*DIRECTIONS:*
Extract every line of the records below and reproduce each one word for word, without changing anything.

*MATERIAL TO PROCESS:*
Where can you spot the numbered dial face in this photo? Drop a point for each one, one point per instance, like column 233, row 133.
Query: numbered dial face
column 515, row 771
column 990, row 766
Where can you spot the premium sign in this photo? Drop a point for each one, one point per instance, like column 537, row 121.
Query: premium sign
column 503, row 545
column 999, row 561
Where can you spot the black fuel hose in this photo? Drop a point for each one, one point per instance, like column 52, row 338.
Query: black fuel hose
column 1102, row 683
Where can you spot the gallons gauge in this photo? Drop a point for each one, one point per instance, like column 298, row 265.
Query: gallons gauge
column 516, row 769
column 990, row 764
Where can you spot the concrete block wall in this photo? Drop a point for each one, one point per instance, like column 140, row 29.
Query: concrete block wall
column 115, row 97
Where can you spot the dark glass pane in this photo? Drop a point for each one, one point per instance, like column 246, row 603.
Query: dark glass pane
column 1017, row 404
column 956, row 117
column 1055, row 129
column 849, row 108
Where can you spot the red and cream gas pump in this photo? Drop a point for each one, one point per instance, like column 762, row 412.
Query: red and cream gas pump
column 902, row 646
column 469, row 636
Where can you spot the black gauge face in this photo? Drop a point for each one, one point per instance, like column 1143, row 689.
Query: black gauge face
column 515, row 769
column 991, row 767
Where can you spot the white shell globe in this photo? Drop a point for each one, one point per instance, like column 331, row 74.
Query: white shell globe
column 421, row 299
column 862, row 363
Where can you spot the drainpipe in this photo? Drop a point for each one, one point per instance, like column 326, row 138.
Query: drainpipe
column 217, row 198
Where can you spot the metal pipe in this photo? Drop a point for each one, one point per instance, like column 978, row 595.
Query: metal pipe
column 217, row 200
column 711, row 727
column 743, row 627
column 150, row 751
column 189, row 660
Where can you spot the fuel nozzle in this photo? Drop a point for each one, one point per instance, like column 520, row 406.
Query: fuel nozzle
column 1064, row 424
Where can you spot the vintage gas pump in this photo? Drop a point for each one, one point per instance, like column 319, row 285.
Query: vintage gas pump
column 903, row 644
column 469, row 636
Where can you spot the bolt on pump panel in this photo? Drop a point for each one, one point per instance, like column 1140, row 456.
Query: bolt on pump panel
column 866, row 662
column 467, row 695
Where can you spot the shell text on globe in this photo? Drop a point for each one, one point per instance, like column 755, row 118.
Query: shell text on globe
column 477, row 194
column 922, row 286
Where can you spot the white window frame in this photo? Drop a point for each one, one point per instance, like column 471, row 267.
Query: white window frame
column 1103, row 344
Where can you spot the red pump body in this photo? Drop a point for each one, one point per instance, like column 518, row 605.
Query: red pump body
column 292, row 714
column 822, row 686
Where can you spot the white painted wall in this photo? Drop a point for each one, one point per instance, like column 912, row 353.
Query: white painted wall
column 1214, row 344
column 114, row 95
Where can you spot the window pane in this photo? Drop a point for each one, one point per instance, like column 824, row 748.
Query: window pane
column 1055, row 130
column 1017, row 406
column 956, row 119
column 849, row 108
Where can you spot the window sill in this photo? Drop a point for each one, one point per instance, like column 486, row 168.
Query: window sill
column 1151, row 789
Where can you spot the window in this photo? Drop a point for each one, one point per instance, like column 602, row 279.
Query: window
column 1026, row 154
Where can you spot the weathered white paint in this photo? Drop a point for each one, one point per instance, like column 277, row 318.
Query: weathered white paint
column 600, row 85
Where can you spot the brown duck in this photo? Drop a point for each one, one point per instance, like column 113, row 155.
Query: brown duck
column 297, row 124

*RESPONSE TO THE EXERCISE:*
Where can you spot the numbered dial face in this photo? Drop a point for each one, one point per instance, like column 233, row 133.
Query: numbered dial face
column 515, row 771
column 990, row 766
Where can you spot the premium sign in this photo? Drop a point for each one, one point per instance, like column 537, row 121.
Query: premium sign
column 503, row 545
column 999, row 561
Where can you spot the black fuel hose in this photo? Drop a point for each one, one point per instance, like column 52, row 338.
Query: black fuel hose
column 1102, row 683
Where can you spot the gallons gauge in this photo? Drop a point for each one, one point per instance, like column 298, row 265.
Query: gallons gauge
column 516, row 769
column 990, row 764
Where can you spot the concrete block wall in this photo? Drop a point for each one, one point per instance, like column 140, row 29.
Query: concrete block wall
column 115, row 97
Where can you spot the dark glass pane in this photo? Drop a point for each one, one point per instance, like column 246, row 603.
Query: dark glass pane
column 1017, row 404
column 956, row 117
column 1055, row 129
column 849, row 108
Where can you spot the red and cream gas pump in this photo? Drop a point for each one, one point per instance, like column 762, row 412.
Query: red and cream gas pump
column 902, row 646
column 469, row 636
Where can you spot the black gauge face in this photo? Drop a point for each one, one point per instance, like column 1143, row 689.
Query: black gauge face
column 515, row 769
column 991, row 767
Where can you spot the white shell globe in this photo? Drop a point for each one, one point per instance, like column 331, row 74.
Query: white shell globe
column 421, row 299
column 862, row 363
Where can you spot the drainpipe in this photo? Drop a point for each one, one point per instance, like column 326, row 138.
Query: drainpipe
column 217, row 198
Where can you spot the metal pipe in this photo? Drop a point for each one, one point per instance, like column 978, row 595.
Query: metal pipe
column 217, row 200
column 711, row 727
column 743, row 627
column 150, row 751
column 189, row 660
Where can you spot the fuel nozzle in this photo? Drop a point for each one, one point per instance, like column 520, row 406.
Query: fuel nozzle
column 1064, row 424
Where can you spot the vintage gas pump in this photo? Drop a point for each one, one point per instance, like column 319, row 285.
Query: vintage gas pump
column 903, row 644
column 469, row 636
Where can you spot the bolt on pump panel in this photo? Drop a point for each one, one point per instance, like column 1140, row 456.
Query: bolt on pump panel
column 866, row 662
column 467, row 695
Where can you spot the shell text on globe in this photo? Drop a point for each one, one point per instance, like column 755, row 118.
Query: shell text on globe
column 477, row 194
column 922, row 286
Where can you spot the white window frame in this photo? Drop a point for each one, one point per instance, like column 471, row 267.
Query: white window frame
column 1103, row 344
Where can you spot the red pump body in this photo? Drop a point for each one, one point per instance, like column 518, row 605.
Query: red pump body
column 292, row 714
column 822, row 686
Where can you spot the white painted wall in this photo? Drop a point for each one, one point per instance, like column 912, row 353.
Query: white painted wall
column 1214, row 344
column 114, row 95
Where can you spot the window pane in this photo? Drop a point for each one, one point per instance, like column 824, row 748.
Query: window pane
column 1055, row 130
column 1017, row 406
column 956, row 119
column 849, row 108
Where can you spot the window sill in this photo? Drop a point for each one, one point per instance, like column 486, row 168.
Query: window sill
column 1151, row 789
Where can you spot the window in this photo? Drop a point for each one, one point per instance, like column 602, row 279.
Query: window
column 1026, row 154
Where can you spot the weathered white paint in this photo? Drop a point for each one, one point per instance, like column 277, row 318.
Query: weathered white paint
column 600, row 85
Where can you spot the brown duck in this photo? Drop a point for each one, one point per instance, like column 113, row 155.
Query: brown duck
column 297, row 124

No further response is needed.